• _Supplied entries_
___
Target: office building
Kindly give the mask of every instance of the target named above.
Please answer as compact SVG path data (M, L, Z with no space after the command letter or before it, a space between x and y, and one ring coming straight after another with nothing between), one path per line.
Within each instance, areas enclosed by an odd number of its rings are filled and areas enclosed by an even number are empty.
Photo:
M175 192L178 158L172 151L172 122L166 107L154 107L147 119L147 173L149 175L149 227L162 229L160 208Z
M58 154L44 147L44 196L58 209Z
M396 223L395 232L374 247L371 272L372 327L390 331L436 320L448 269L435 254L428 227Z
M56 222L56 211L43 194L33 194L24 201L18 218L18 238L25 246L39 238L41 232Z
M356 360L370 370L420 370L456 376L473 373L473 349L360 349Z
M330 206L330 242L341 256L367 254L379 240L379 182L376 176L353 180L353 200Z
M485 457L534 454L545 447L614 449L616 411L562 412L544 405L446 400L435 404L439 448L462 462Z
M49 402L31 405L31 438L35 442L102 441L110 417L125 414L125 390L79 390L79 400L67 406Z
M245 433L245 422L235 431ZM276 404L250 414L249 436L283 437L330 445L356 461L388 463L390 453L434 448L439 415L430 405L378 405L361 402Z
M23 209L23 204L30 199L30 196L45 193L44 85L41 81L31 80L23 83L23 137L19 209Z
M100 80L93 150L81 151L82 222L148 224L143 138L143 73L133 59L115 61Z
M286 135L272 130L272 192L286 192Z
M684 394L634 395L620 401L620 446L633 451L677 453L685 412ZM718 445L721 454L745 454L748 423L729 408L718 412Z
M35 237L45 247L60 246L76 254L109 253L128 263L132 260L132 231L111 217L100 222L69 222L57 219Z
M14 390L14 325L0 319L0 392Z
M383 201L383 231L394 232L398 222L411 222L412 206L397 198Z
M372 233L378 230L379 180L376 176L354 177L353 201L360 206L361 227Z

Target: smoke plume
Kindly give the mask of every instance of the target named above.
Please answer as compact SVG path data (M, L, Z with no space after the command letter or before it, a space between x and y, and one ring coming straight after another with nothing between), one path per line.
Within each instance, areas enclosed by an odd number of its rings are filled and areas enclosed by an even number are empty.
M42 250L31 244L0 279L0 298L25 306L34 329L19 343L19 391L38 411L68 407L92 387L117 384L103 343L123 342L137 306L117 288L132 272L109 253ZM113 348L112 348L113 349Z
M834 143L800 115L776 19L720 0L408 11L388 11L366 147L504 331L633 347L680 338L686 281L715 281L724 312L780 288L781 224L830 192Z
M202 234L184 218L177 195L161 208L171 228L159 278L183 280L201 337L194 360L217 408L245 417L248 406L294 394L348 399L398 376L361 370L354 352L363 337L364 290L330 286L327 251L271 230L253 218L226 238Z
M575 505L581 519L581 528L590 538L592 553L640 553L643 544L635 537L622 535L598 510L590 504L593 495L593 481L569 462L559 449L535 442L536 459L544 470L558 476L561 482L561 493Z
___
Could you quote the whole listing above verbatim, from its first line through its last?

Target: office building
Kindly give the mask of every instance of the target named above.
Please answer as compact SVG path data (M, L, Z with no space after the command letter or before it, a space between x and y, and one ring coming straight after another with nothing between), one path per line.
Within each instance, areas enclosed by an odd number of its rings are filled and areas enclosed by an even number are empty.
Photo:
M175 192L178 158L172 151L172 122L166 107L154 107L147 119L147 173L149 175L149 227L162 229L160 208Z
M58 154L44 147L44 196L58 209Z
M396 223L395 232L374 247L371 272L372 327L390 331L436 320L448 269L435 254L428 227Z
M56 222L56 211L43 194L33 194L24 201L18 218L18 238L25 246L39 238L41 232Z
M356 360L370 370L420 370L456 376L473 373L473 349L360 349Z
M330 206L330 242L341 256L367 254L379 240L379 182L376 176L353 180L353 200Z
M485 457L534 454L545 447L614 449L616 411L562 412L544 405L446 400L435 404L439 448L462 462Z
M49 402L31 405L31 438L35 442L102 441L110 417L125 414L125 390L79 390L79 400L67 406Z
M245 433L245 422L235 431ZM276 404L250 414L249 436L283 437L330 445L356 461L388 463L390 453L434 448L439 415L430 405L378 405L361 402Z
M23 209L23 204L30 199L30 196L45 193L44 85L41 81L31 80L23 83L23 137L19 209Z
M100 80L93 150L81 151L82 222L148 224L143 138L143 73L133 59L115 61Z
M286 135L272 130L272 192L286 192Z
M684 394L634 395L620 401L620 446L633 451L677 453L685 412ZM718 445L721 454L745 454L748 423L729 408L718 412Z
M35 237L45 247L60 246L76 254L109 253L128 263L132 260L132 231L111 217L100 222L69 222L57 219Z
M14 390L14 325L0 319L0 392Z
M383 201L383 231L394 232L398 222L411 222L412 206L397 198Z
M372 233L378 230L379 180L376 176L354 177L353 201L360 206L361 227Z

Target: smoke plume
Kindly give the mask of every instance of the target named above.
Please answer as compact SVG path data (M, L, Z with no space after the command letter or before it, a space between x and y, and one ring coming straight after another with nothing between), one path per line.
Within each instance, areas enclosed by an odd number of its rings are filled and areas enclosed by an even number are empty.
M42 250L31 244L0 279L0 298L25 306L34 329L19 343L19 391L38 411L68 407L92 387L117 384L103 343L123 342L137 306L117 288L132 272L109 253ZM113 348L112 348L113 349Z
M834 143L800 115L776 19L720 0L408 11L388 11L366 147L504 331L633 347L680 338L686 281L715 281L724 312L780 288L781 224L830 192Z
M202 234L184 218L177 195L161 208L171 228L159 278L183 280L201 337L194 360L217 408L245 417L248 406L294 394L348 399L398 376L361 370L354 352L363 337L364 290L330 286L327 251L271 230L253 218L226 238Z
M575 505L581 519L581 528L590 538L592 553L640 553L643 544L635 537L622 535L598 510L590 504L593 495L593 481L569 462L559 449L535 442L536 459L544 470L558 476L561 482L561 493Z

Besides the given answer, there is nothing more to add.